SET EXERCISE:
Rewrite all of the data below, replacing "Category" with "Label" everywhere and changing nothing else. Leave the pictures out.

ENTRIES SHOWN:

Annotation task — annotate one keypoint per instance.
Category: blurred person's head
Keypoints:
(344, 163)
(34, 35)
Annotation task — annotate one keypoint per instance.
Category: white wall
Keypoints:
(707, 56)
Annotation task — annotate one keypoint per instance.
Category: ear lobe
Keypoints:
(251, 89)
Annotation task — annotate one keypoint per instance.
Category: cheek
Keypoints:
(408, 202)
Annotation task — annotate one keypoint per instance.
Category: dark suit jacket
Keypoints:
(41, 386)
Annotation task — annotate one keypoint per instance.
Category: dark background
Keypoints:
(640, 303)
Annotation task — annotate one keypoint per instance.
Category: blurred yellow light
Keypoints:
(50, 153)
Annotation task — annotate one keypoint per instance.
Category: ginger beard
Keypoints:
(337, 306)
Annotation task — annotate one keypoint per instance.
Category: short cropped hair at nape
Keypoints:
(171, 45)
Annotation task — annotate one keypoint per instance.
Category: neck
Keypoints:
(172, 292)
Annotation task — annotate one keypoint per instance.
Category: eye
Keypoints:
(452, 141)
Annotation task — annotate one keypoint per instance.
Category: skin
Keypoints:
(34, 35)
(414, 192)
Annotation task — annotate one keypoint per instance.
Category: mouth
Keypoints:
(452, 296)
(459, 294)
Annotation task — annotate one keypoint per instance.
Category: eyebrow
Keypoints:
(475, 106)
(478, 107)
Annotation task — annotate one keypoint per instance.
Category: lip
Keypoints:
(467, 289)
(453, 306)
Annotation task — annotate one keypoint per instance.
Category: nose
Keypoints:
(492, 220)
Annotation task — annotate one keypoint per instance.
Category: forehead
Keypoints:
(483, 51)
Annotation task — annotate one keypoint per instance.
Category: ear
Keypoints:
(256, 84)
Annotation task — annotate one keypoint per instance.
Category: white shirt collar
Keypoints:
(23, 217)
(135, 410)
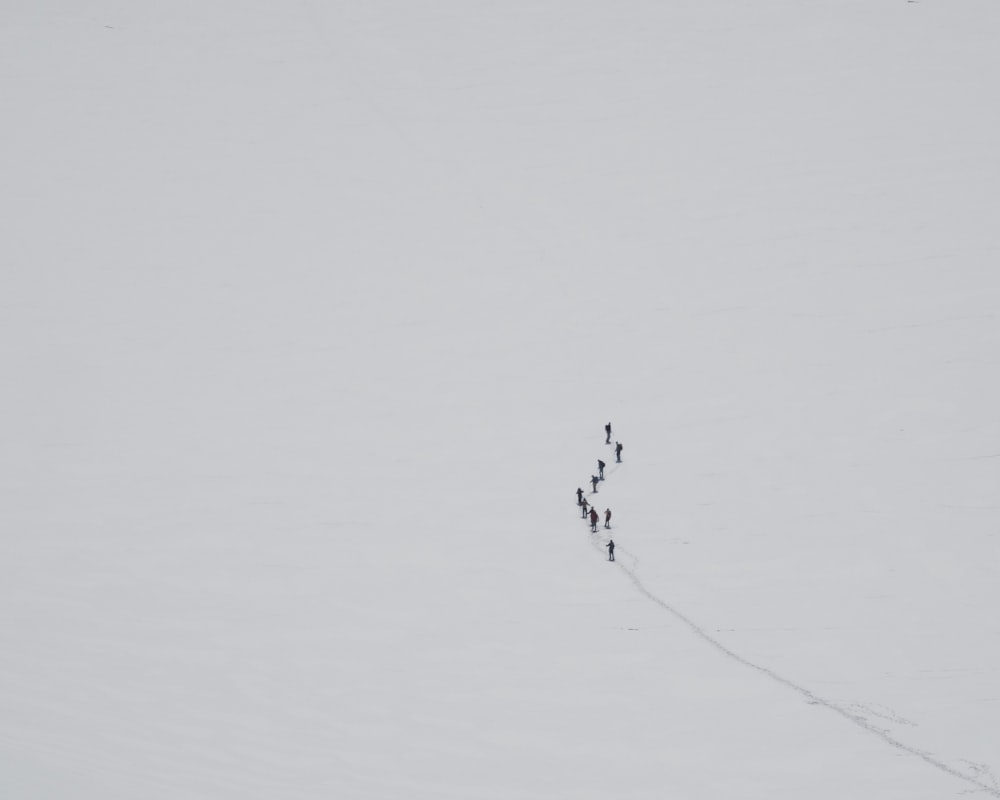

EXERCISE SOLUTION:
Annotation task — annotate one keypoint per instance.
Label: blurred person's head
Keypoints:
(344, 163)
(34, 35)
Annotation task — annotate one keypoint per instance.
Label: white wall
Keypoints:
(707, 56)
Annotation task — annotate one keypoint per instance.
Label: ear lobe
Keypoints:
(251, 89)
Annotation task — annotate one keypoint per instance.
Label: cheek
Keypoints:
(408, 202)
Annotation task — annotate one keypoint per instance.
Label: dark suit jacket
Keypoints:
(41, 386)
Annotation task — annotate one keypoint per instance.
Label: dark background
Keypoints:
(640, 303)
Annotation task — annotate one keypoint per instance.
Label: blurred yellow light
Keypoints:
(50, 153)
Annotation task — annotate one keypoint per instance.
Label: ginger beard
Keypoints:
(337, 306)
Annotation task — annotate one keypoint per instance.
Label: short cropped hair at nape
Keypoints:
(171, 45)
Annotation task — annotate one keypoint per instance.
Label: neck
Keypoints:
(172, 292)
Annotation task — annotate one keypoint per instance.
Label: eye
Keypoints:
(452, 141)
Annotation task — annotate one keypoint per instance.
Label: skin
Keypoints:
(34, 35)
(414, 192)
Annotation task — annotate one keypoint per instance.
Label: mouth
Keypoints:
(452, 296)
(459, 294)
Annotation task — annotate one keypoint per instance.
Label: eyebrow
Keypoints:
(475, 106)
(478, 107)
Annotation task — annotate one keypoint per instance.
Label: lip
Keypoints:
(467, 289)
(453, 306)
Annotation task — annotate one keypoint per instance.
Label: nose
Keypoints:
(492, 220)
Annotation task — annotate one keypoint per instance.
Label: forehead
Keypoints:
(483, 51)
Annotation task — annotate one keypoint per instance.
Label: ear
Keypoints:
(256, 84)
Annotation task — annotate one keypoint per instance.
Label: white shirt collar
Keypoints:
(23, 217)
(135, 410)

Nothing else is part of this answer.